[Consignes écrites]:
• A. D'après le texte sur la délivrance des legs, à partir de quel moment le légataire particulier devient-il propriétaire de la chose léguée ?
• B. Poursuivez le texte sur la délivrance des legs à la suite de sa dernière phrase.

[Texte fourni]:
►

Mots-clés : succession • légataire particulier • délivrance du legs • transfert de propriété • délivrance du legs • envoi en possession • fruits de la chose léguée

Il résulte de l'article 1014 du Code civil que, si le légataire particulier devient, dès l'ouverture de la succession, propriétaire de la chose léguée, il est néanmoins tenu, pour faire reconnaître son droit, de demander la délivrance du legs, peu important qu'il ait été mis en possession de cette chose par le testateur avant son décès.


 

La question de la délivrance des legs n’est pas des plus simples, d’autant qu’elle se complique d’autres notions voisines mais distinctes : le paiement, la saisine successorale, l’envoi en possession. L’ensemble de ces sujets forme indiscutablement une zone fort dangereuse pour les praticiens, et sauf à être un civiliste pur jus, il est fort probable que le dossier ne se terminera pas comme le plaideur l’aurait espéré. C’est ce qui s’est passé dans la présente affaire, où ce sont les juges du fond qui n’ont strictement rien compris aux notions en cause.

◄

[Matériel]:
►

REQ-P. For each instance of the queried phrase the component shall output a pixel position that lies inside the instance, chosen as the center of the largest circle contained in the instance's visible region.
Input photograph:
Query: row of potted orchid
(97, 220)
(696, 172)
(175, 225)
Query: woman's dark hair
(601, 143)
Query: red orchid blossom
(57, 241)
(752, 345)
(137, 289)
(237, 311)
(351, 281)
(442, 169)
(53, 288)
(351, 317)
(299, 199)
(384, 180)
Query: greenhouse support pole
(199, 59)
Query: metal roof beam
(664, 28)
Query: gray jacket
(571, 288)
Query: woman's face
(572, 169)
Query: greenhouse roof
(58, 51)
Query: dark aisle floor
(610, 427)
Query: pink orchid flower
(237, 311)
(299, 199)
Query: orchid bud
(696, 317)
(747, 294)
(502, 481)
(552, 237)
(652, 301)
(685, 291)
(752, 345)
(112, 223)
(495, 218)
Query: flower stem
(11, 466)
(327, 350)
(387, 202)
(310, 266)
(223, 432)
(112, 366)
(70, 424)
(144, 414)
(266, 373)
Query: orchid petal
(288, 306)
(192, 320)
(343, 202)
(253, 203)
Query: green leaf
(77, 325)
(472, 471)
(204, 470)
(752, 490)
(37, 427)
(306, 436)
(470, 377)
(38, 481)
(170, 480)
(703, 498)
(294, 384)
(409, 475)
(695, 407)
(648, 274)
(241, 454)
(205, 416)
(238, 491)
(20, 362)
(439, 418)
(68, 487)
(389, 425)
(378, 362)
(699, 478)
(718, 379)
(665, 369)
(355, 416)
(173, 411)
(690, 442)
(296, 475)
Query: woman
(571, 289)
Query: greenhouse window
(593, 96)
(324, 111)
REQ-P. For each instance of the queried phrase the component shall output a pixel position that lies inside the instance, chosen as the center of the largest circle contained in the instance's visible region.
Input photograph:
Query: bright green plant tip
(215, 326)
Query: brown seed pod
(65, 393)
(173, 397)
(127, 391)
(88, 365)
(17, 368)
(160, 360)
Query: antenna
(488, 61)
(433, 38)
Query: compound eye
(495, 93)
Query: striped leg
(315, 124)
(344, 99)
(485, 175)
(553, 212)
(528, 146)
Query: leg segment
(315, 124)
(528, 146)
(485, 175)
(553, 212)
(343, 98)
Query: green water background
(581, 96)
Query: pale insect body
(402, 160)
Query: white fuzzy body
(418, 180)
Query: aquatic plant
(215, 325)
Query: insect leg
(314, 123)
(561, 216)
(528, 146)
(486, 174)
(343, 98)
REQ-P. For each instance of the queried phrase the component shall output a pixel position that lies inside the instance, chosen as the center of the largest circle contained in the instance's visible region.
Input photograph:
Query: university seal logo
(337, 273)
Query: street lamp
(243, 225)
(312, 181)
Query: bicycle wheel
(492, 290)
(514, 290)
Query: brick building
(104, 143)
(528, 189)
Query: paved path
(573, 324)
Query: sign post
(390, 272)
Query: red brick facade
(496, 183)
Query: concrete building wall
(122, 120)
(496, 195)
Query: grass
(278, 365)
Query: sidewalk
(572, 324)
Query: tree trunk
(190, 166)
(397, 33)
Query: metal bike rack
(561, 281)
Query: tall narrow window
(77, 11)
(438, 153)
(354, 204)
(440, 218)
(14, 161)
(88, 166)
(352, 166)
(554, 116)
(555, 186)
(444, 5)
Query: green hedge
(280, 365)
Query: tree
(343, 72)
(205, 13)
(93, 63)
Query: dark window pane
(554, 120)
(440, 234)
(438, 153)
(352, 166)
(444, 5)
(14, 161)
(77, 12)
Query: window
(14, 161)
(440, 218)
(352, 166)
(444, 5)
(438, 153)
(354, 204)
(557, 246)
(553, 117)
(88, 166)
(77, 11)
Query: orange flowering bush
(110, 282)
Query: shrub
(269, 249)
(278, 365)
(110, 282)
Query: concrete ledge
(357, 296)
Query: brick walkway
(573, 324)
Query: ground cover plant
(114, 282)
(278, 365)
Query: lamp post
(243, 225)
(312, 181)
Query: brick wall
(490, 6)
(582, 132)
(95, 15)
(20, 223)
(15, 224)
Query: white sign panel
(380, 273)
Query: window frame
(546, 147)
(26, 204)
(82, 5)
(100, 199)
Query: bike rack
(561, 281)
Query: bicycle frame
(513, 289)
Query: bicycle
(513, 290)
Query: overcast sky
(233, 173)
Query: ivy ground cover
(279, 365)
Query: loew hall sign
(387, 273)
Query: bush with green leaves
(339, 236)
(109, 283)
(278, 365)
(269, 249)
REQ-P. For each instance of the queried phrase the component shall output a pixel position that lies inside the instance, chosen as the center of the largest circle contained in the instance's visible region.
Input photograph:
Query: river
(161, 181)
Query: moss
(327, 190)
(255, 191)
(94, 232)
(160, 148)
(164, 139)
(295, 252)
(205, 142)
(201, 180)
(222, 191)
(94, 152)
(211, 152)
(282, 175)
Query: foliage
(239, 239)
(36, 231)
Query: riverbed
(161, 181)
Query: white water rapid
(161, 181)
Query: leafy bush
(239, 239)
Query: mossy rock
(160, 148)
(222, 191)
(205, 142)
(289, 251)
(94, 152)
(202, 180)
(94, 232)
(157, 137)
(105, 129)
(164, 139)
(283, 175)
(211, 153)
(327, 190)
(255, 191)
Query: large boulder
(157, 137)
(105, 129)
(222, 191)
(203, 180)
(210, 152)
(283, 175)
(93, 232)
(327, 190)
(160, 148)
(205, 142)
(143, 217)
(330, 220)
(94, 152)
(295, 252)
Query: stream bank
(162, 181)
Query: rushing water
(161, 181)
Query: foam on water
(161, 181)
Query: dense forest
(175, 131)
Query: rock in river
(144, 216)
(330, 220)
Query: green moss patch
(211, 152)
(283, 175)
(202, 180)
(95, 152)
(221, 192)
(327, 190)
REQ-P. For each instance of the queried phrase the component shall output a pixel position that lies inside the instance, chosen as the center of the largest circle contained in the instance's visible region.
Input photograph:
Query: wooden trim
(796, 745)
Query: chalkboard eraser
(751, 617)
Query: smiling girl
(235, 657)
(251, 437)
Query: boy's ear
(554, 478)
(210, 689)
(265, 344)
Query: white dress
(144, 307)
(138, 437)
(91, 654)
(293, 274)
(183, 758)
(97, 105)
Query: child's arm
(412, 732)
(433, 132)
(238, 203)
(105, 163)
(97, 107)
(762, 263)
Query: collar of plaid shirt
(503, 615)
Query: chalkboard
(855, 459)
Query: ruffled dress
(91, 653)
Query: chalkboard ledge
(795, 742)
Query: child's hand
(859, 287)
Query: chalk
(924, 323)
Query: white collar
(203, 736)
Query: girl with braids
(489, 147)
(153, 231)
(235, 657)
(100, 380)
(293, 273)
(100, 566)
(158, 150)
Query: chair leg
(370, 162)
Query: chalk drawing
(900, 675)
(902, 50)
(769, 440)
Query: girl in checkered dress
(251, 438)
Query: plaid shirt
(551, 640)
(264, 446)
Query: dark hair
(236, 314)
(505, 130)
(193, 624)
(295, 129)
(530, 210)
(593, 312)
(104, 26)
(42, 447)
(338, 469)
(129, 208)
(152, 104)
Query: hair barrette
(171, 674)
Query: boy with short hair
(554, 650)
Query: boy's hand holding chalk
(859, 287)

◄

[Corrigé de l'exercice]:
• A. Il en devient propriétaire dès l'ouverture de la succession.

• B.
En l’espèce, Wanda est décédée le 3 juillet 2010, laissant à sa survivance ses deux enfants, Yves et Marc, en l'état d'un testament authentique reçu le 4 juin 2010 par lequel elle a institué Dorothée légataire des biens et droits immobiliers dont elle était propriétaire à Brisou et Palbec, ce dernier bien produisant des loyers commerciaux [noms imaginaires]. Yves s’est opposé à Dorothée estimant que cette dernière n’avait pas demandé la délivrance de ses legs à temps. Une cour d’appel décide : (i) que Dorothée ayant pris possession des biens avec l’accord de la testatrice avant le décès de celle-ci, n’avait pas à demander la délivrance ; (ii) que l’action en délivrance étant prescrite, mais que malgré tout Dorothée peut prétendre aux loyers commerciaux du bien de Palbec, et ceci depuis le 29 septembre 2017, date de ses premières conclusions au fond, valant demande de délivrance (CA Rennes, 1er juin 2021, n° 19/03151 N° Lexbase : A67324TI).

Sur pourvoi formé par Yves, la Cour de cassation censure l’arrêt d’appel sur les deux points précités :

(i) le légataire doit demander la délivrance de son legs, peu important que le défunt l’ait mis en possession avant son décès ;

(ii) pour prétendre aux fruits de son legs, le légataire doit demander la délivrance, de sorte que si la demande de délivrance est prescrite, le légataire ne peut prétendre aux fruits dudit legs.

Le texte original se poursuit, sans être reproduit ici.